Everything in the listing below needs to be retyped exactly.

Start of THE RECORDS

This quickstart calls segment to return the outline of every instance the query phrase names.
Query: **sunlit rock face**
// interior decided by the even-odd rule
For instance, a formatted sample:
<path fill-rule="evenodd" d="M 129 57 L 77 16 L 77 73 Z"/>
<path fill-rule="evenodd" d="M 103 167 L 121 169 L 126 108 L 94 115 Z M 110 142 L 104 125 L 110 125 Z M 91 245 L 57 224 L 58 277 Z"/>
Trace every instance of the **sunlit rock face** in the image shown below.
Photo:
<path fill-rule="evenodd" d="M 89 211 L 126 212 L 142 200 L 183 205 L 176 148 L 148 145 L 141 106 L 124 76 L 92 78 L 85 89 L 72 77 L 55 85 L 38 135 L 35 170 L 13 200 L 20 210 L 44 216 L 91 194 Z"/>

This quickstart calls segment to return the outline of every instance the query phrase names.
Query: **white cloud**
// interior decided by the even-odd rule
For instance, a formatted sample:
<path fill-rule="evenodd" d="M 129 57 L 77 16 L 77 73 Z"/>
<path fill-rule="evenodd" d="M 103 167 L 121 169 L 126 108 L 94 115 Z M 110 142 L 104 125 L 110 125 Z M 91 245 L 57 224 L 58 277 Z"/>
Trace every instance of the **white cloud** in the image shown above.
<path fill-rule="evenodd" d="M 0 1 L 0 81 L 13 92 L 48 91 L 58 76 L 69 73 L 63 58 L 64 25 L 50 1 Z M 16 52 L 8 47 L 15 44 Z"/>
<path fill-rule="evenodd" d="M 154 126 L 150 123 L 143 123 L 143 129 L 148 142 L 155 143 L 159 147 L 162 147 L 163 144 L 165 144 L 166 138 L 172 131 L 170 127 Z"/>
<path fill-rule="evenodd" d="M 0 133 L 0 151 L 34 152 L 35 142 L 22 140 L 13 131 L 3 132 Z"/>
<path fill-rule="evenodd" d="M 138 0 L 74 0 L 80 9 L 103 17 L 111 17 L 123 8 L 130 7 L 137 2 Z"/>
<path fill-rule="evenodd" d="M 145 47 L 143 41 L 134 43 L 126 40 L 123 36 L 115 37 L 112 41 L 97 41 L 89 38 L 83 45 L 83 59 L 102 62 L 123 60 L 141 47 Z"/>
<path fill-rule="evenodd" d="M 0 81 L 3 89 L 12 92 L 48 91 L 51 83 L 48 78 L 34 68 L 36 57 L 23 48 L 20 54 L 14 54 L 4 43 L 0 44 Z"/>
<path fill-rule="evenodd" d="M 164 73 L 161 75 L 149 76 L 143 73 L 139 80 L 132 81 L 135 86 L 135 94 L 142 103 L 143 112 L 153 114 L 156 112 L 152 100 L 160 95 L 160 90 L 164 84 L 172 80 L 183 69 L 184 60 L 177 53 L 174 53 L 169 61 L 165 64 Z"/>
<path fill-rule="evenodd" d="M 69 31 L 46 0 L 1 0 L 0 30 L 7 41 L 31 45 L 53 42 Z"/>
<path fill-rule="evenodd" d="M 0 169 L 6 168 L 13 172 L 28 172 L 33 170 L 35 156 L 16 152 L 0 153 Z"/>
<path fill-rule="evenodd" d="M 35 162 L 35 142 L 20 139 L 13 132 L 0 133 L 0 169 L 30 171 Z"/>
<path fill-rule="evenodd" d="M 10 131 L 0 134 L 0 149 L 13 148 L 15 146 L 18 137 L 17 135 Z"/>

End of THE RECORDS

ANSWER BOX:
This quickstart calls segment to return the outline of every instance the query phrase names.
Query: **sunlit rock face**
// interior decided by the even-odd rule
For instance, a formatted sample:
<path fill-rule="evenodd" d="M 129 57 L 77 16 L 77 73 Z"/>
<path fill-rule="evenodd" d="M 103 167 L 121 169 L 126 108 L 94 115 Z M 110 142 L 104 125 L 110 125 Z M 91 245 L 57 224 L 58 277 Z"/>
Trace every instance of the **sunlit rock face** in the image shown below.
Photo:
<path fill-rule="evenodd" d="M 89 211 L 126 212 L 142 200 L 183 205 L 176 148 L 148 145 L 141 106 L 124 76 L 92 78 L 85 89 L 72 77 L 55 85 L 38 135 L 35 170 L 13 200 L 20 210 L 44 216 L 91 194 Z"/>

This quickstart calls segment to return the outline of every instance the query phrase names.
Query: **white cloud**
// interior decided by the even-odd rule
For instance, a formatted sample:
<path fill-rule="evenodd" d="M 129 57 L 77 16 L 77 73 Z"/>
<path fill-rule="evenodd" d="M 103 167 L 121 169 L 126 108 L 94 115 Z M 110 142 L 104 125 L 110 125 Z M 91 245 L 57 224 L 58 277 Z"/>
Trace every instance of the **white cloud** in the image shown above.
<path fill-rule="evenodd" d="M 0 1 L 0 81 L 13 92 L 48 91 L 58 76 L 69 73 L 63 58 L 64 25 L 50 1 Z M 16 52 L 8 47 L 15 44 Z"/>
<path fill-rule="evenodd" d="M 154 126 L 150 123 L 143 123 L 143 129 L 148 142 L 155 143 L 159 147 L 162 147 L 163 144 L 165 144 L 166 138 L 172 131 L 170 127 Z"/>
<path fill-rule="evenodd" d="M 0 133 L 0 151 L 34 152 L 35 142 L 22 140 L 13 131 L 3 132 Z"/>
<path fill-rule="evenodd" d="M 138 0 L 74 0 L 80 9 L 103 17 L 111 17 L 123 8 L 130 7 L 137 2 Z"/>
<path fill-rule="evenodd" d="M 145 47 L 143 41 L 134 43 L 126 40 L 123 36 L 115 37 L 112 41 L 97 41 L 89 38 L 83 45 L 83 59 L 102 62 L 123 60 L 141 47 Z"/>
<path fill-rule="evenodd" d="M 0 81 L 3 89 L 12 92 L 48 91 L 51 83 L 48 78 L 34 68 L 36 57 L 23 48 L 20 54 L 14 54 L 4 43 L 0 44 Z"/>
<path fill-rule="evenodd" d="M 164 73 L 161 75 L 149 76 L 143 73 L 139 80 L 132 81 L 135 86 L 135 94 L 142 103 L 143 112 L 153 114 L 156 112 L 152 100 L 160 95 L 160 90 L 164 84 L 172 80 L 183 69 L 184 60 L 177 53 L 174 53 L 169 61 L 165 64 Z"/>
<path fill-rule="evenodd" d="M 69 31 L 46 0 L 1 0 L 0 30 L 7 41 L 31 45 L 53 42 Z"/>
<path fill-rule="evenodd" d="M 0 169 L 6 168 L 13 172 L 28 172 L 33 170 L 35 156 L 16 152 L 0 153 Z"/>
<path fill-rule="evenodd" d="M 35 162 L 35 142 L 20 139 L 13 132 L 0 133 L 0 169 L 30 171 Z"/>
<path fill-rule="evenodd" d="M 10 131 L 0 134 L 0 149 L 13 148 L 15 146 L 18 137 L 17 135 Z"/>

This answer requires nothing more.